[Opening Data to process section]
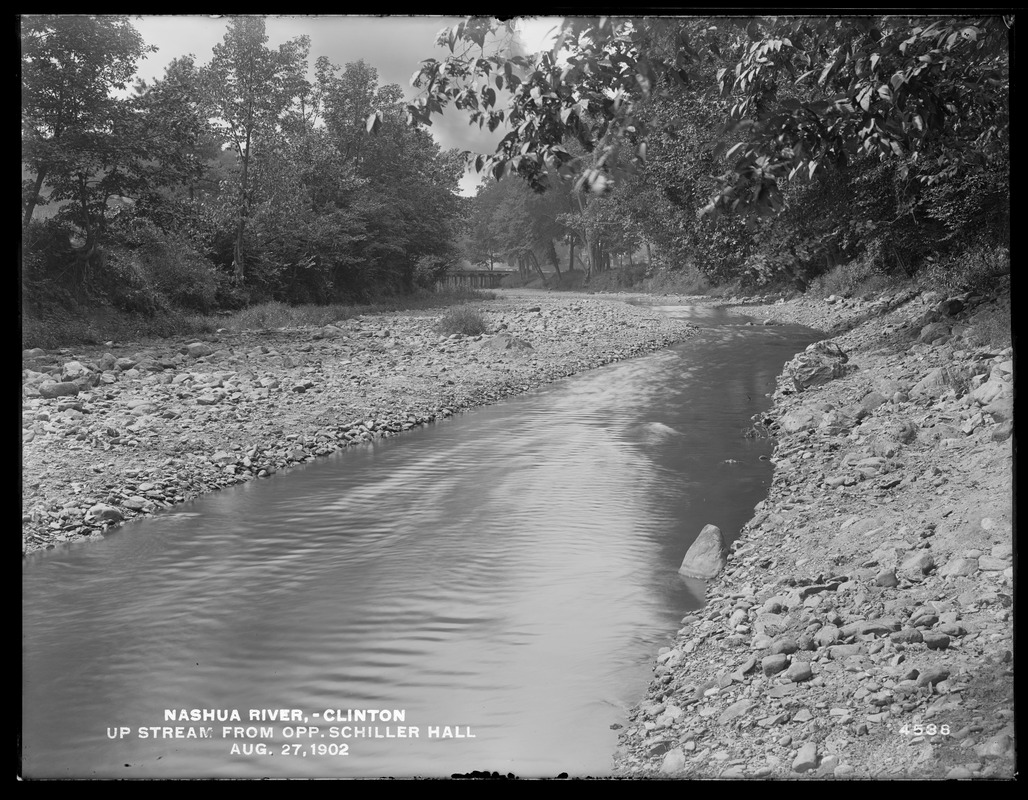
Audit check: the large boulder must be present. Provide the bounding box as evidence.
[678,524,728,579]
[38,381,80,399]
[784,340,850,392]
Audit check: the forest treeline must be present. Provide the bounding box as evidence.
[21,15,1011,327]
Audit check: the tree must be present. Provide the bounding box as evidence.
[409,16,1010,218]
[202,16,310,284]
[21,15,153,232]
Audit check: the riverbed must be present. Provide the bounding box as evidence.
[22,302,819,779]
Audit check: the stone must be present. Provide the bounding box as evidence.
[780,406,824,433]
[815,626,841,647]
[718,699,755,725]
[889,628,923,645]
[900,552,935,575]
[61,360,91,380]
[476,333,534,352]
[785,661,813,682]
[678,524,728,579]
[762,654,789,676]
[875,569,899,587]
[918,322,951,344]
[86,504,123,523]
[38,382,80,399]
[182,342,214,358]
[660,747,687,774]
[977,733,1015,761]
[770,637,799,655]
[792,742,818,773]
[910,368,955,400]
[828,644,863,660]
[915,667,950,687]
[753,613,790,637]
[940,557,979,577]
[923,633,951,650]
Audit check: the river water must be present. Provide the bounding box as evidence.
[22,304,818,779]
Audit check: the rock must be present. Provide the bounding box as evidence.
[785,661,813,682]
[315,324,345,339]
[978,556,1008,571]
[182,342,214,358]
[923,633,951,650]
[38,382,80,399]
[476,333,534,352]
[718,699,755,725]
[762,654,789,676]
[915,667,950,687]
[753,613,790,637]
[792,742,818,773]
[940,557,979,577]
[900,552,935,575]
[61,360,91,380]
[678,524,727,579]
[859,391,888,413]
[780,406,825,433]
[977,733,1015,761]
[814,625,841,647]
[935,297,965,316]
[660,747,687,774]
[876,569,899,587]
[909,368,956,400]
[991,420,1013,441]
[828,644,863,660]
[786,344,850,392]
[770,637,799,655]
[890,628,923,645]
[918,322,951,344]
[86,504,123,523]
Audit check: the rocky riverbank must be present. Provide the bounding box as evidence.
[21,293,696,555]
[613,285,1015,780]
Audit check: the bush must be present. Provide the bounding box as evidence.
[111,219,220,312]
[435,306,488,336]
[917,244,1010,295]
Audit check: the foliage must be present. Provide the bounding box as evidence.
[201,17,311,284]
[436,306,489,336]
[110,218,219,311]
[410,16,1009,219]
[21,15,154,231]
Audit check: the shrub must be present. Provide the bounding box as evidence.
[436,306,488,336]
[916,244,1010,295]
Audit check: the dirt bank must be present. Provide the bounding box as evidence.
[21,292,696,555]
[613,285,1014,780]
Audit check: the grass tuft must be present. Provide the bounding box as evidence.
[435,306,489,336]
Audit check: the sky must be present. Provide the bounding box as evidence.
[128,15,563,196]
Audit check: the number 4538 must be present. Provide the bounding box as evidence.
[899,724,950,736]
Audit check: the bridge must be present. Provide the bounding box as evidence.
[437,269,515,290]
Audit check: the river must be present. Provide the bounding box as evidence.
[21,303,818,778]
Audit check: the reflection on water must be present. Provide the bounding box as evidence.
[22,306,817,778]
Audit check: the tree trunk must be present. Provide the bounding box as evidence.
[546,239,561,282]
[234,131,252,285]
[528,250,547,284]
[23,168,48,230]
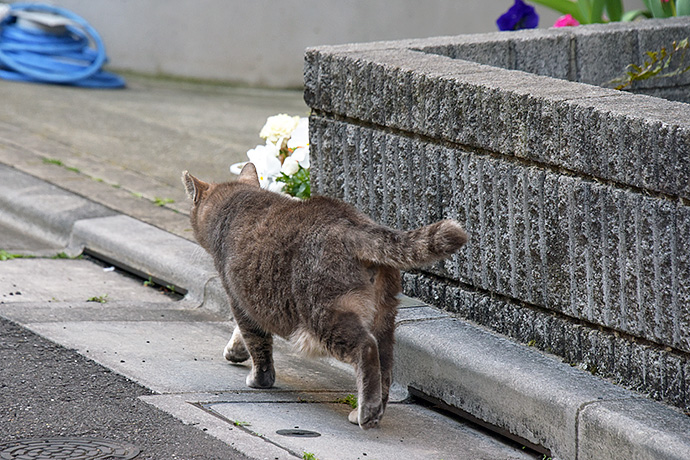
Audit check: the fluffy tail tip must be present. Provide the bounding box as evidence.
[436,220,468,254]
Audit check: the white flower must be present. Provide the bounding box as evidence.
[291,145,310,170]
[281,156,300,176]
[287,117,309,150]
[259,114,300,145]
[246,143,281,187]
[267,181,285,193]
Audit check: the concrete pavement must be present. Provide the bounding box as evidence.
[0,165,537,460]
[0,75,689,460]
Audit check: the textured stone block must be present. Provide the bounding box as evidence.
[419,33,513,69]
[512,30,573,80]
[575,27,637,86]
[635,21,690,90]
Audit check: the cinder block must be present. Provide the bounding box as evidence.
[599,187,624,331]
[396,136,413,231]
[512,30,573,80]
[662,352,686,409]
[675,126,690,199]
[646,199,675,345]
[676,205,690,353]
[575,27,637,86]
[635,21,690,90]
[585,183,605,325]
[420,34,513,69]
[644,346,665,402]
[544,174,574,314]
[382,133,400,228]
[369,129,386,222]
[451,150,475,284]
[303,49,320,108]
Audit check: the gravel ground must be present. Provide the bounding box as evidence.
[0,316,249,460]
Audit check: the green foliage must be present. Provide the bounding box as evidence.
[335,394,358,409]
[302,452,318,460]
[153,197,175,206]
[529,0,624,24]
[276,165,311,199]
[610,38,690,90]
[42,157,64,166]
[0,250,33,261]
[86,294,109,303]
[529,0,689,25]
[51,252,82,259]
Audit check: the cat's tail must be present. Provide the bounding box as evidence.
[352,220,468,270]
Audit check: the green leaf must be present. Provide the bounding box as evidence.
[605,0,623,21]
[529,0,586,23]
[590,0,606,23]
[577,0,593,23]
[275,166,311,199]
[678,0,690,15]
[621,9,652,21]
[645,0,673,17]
[Closing Data to process section]
[Opening Data to process section]
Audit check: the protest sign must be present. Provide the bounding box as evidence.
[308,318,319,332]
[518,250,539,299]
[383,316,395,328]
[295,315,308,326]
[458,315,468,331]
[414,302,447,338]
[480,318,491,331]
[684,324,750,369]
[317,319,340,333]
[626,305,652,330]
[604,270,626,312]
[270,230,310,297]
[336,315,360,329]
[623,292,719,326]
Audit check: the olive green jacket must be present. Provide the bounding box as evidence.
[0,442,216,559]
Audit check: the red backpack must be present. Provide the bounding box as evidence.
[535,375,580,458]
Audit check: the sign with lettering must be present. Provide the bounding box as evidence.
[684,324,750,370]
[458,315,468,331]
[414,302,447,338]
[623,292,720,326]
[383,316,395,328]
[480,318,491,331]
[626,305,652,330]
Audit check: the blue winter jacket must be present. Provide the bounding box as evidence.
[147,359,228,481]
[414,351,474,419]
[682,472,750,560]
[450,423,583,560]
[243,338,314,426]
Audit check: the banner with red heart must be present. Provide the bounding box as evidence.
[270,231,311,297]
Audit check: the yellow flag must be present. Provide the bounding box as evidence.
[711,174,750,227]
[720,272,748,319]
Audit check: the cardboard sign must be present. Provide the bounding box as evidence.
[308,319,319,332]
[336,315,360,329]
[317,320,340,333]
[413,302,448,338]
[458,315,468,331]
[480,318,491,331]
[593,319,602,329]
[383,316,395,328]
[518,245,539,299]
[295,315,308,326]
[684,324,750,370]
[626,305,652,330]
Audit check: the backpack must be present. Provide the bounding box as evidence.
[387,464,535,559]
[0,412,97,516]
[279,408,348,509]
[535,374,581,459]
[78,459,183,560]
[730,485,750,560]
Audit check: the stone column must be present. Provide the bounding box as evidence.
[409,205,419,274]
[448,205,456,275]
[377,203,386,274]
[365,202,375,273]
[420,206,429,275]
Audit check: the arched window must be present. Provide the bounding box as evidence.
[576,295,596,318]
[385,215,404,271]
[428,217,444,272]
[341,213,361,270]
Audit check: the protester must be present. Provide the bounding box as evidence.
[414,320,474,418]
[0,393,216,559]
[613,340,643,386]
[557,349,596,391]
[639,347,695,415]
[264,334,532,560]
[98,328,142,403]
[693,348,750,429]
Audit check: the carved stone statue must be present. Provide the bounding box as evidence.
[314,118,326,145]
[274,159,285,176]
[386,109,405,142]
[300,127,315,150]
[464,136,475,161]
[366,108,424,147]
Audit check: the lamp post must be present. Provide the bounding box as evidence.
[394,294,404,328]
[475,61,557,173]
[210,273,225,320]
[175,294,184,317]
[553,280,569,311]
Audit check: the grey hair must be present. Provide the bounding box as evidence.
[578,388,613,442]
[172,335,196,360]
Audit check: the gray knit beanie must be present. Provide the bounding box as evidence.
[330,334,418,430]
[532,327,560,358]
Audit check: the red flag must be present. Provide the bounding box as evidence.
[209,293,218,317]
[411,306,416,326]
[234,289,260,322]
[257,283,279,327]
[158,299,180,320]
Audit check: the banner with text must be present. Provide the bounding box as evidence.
[Closing Data to process section]
[Opening Data to process section]
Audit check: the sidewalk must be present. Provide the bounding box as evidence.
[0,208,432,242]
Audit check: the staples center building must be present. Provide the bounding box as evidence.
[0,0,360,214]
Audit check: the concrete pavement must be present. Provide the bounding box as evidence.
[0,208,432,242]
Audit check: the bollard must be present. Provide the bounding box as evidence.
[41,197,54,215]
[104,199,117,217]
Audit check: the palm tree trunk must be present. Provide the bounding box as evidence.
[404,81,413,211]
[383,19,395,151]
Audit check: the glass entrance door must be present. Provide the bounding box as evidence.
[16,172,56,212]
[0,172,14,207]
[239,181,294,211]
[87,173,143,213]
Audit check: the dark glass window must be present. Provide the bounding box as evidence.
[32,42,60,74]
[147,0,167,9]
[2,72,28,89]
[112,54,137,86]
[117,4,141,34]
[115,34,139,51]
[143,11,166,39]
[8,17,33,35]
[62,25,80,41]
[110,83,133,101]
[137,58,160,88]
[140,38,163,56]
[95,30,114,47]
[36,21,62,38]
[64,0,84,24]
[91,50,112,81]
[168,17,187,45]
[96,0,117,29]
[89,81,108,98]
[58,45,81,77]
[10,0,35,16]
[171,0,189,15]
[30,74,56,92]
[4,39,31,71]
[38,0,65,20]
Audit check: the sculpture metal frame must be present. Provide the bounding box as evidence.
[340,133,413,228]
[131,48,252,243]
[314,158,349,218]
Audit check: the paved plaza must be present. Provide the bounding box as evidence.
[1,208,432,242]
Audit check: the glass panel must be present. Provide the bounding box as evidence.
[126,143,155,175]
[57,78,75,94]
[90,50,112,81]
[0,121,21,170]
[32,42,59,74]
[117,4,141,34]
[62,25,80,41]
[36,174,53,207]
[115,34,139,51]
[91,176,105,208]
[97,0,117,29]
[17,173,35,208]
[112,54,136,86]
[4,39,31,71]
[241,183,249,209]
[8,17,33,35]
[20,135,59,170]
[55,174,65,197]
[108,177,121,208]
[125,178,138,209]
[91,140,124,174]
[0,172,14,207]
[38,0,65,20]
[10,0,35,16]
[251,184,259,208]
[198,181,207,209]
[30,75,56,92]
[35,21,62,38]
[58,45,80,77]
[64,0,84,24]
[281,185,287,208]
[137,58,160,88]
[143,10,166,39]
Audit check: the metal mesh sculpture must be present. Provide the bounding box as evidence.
[Closing Data to process section]
### Problem statement
From the listing above, repeat exactly the lines starting at the line that includes "Audit check: the red flag" and ending at the line that includes "Audit check: the banner with text", with nothing outside that span.

### Written solution
Audit check: the red flag must be present. Provide the bounding box as evidence.
[209,293,218,317]
[411,306,416,326]
[234,289,260,322]
[257,283,279,327]
[158,299,180,320]
Audit check: the banner with text must be present. Provide the bounding box as evidence.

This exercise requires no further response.